Data for this task
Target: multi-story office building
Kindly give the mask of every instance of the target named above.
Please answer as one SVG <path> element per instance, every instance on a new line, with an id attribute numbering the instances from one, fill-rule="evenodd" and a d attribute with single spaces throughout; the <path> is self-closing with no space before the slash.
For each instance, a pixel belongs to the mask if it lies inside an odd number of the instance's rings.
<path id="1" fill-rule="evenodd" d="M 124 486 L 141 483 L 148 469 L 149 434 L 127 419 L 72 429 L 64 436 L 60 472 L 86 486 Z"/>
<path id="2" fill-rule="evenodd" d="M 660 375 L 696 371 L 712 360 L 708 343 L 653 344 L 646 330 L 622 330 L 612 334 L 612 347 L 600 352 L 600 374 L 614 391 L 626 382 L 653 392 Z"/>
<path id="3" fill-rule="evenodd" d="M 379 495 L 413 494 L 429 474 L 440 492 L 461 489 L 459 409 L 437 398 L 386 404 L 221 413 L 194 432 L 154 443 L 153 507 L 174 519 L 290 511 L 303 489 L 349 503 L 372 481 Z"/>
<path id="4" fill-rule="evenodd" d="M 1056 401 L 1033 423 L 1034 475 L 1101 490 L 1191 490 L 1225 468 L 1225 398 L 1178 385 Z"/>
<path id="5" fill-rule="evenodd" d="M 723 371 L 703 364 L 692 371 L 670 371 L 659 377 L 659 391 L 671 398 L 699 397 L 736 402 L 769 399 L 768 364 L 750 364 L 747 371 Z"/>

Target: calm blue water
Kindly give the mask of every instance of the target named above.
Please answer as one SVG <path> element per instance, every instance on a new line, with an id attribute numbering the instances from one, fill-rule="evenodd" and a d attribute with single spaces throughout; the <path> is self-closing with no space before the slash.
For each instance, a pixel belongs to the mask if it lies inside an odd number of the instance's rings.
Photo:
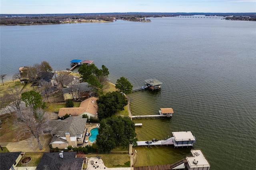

What is being asked
Convert all the records above into a single numbered list with one line per item, skipping blank lines and leaving out the pictures.

Written solution
1. Target: multi-story office building
2. Kindly give the mask of every instance of the target named above.
3. Please answer as one SVG <path> element per instance, every instance on a new line, with an id attribute numbering the instances from one, fill-rule="evenodd" and a d attribute with single spaces throughout; the <path> is self-closing with no space before the slash.
4. For each instance, a pixel belongs to the mask if it lies inside an odd number of the instance's rings.
5. <path id="1" fill-rule="evenodd" d="M 124 486 L 141 483 L 148 469 L 149 434 L 127 419 L 72 429 L 64 436 L 60 472 L 86 486 Z"/>
6. <path id="2" fill-rule="evenodd" d="M 660 375 L 696 371 L 712 360 L 708 343 L 653 344 L 646 330 L 622 330 L 612 334 L 612 347 L 600 352 L 600 374 L 614 391 L 626 382 L 653 392 Z"/>
7. <path id="3" fill-rule="evenodd" d="M 379 495 L 413 494 L 429 474 L 440 492 L 461 489 L 459 409 L 437 398 L 386 404 L 221 413 L 194 432 L 154 443 L 153 507 L 174 519 L 290 511 L 303 489 L 349 503 L 372 481 Z"/>
8. <path id="4" fill-rule="evenodd" d="M 1056 401 L 1033 423 L 1034 475 L 1101 490 L 1191 490 L 1225 468 L 1225 398 L 1178 385 Z"/>
9. <path id="5" fill-rule="evenodd" d="M 723 371 L 703 364 L 692 371 L 670 371 L 659 377 L 659 391 L 671 398 L 699 397 L 736 402 L 769 399 L 768 364 L 750 364 L 747 371 Z"/>
10. Target: calm blue water
11. Kindly give the mask of every instance of the target named above.
12. Please answer as one SVG <path> element per instance, every instance on a new line, with an id attribute numbering the instances from one, fill-rule="evenodd" and a d attribute with single spaces throughout; the <path> is self-closing with no space before the slash.
13. For each instance, a pixel belongs to the mask if it lies inside an odd number of the instance's rings.
14. Photo:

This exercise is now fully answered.